Resumo
Este trabalho tem como objetivo traçar, de forma simples e objetiva, as bases criminológicas da lei 9.099/95 – Juizados Especiais Criminais – explicitando seus princípios basilares e fazer uma comparação entre o modelo conflitivo da justiça criminal com o novo modelo proposto pela citada lei, um modelo consensual.
Palavras-chave: Criminologia. Princípios. Juizados especiais criminais.
Introdução
A Criminologia “clássica” contemplou o delito como enfrentamento formal, simbólico e direto entre dois rivais – o Estado e o infrator -, que lutam entre si solitariamente, como lutam o bem e o mal; é uma luta sem outro final imaginável que a incondicionada submissão do vencido à força vitoriosa do Direito. Dentro deste modelo criminológico, a pretensão punitiva do Estado, isto é, o castigo do infrator, polariza e esgota a resposta ao fato delitivo, prevalecendo a face patológica sobre seu profundo significado problemático e conflitual.
A moderna Criminologia, por outro lado, é partidária de uma imagem mais complexa do acontecimento delitivo, de acordo com o papel ativo e dinâmico que atribui aos seus protagonistas (delinqüente, vítima, comunidade). Destaca o lado humano e conflitivo do delito, sua aflitividade, os elevados “custos” pessoais e sociais deste problema. Neste modelo teórico, o castigo do infrator não esgota as expectativas que o fato delitivo desencadeia. Ressocializar o delinqüente, reparar o dano e prevenir o crime são objetivos de primeira magnitude.
É justamente nesse modelo “moderno” que se tem entendido a Criminologia como a ciência empírica e interdisciplinar, que se ocupa do estudo do crime, da pessoa do infrator, da vítima e do controle social do comportamento delitivo, e que trata de subministrar uma informação válida, contrastada, sobre a gênese, dinâmica e variáveis principais do crime – contemplado esta como problema individual e como problema social –, assim como sobre os programas de prevenção eficaz do mesmo e técnicas de intervenção positiva no homem delinqüente e nos diversos modelos ou sistemas de resposta ao delito[1].

Informações fornecidas>
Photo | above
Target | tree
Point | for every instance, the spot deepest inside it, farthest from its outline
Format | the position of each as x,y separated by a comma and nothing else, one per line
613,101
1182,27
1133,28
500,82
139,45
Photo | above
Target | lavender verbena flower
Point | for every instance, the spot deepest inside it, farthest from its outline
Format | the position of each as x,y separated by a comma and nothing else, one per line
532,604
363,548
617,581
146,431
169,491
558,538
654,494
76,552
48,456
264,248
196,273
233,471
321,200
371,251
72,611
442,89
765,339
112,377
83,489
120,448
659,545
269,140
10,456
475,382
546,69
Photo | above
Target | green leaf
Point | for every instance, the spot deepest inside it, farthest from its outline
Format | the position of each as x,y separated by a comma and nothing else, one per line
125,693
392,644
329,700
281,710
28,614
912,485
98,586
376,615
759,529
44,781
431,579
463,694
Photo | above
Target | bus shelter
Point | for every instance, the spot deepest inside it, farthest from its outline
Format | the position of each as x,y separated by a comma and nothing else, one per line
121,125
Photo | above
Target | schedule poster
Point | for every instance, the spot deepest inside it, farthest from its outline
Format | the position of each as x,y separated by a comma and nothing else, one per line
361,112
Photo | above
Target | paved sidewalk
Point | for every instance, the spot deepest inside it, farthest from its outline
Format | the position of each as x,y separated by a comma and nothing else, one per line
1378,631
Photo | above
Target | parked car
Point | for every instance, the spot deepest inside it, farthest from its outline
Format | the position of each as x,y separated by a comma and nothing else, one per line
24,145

Solicitação 1> Segundo o trecho sobre criminologia, quais objetivos a moderna Criminologia considera de primeira magnitude?
Solicitação 2> Por favor, devolva do trecho sobre criminologia a parte que vai de "É justamente nesse" a "resposta ao delito[1].", sem alterar nada.
A listagem não é necessária.

Resposta completa 1> Ressocializar o delinqüente, reparar o dano e prevenir o crime.

Resposta completa 2>
É justamente nesse modelo “moderno” que se tem entendido a Criminologia como a ciência empírica e interdisciplinar, que se ocupa do estudo do crime, da pessoa do infrator, da vítima e do controle social do comportamento delitivo, e que trata de subministrar uma informação válida, contrastada, sobre a gênese, dinâmica e variáveis principais do crime – contemplado esta como problema individual e como problema social –, assim como sobre os programas de prevenção eficaz do mesmo e técnicas de intervenção positiva no homem delinqüente e nos diversos modelos ou sistemas de resposta ao delito[1].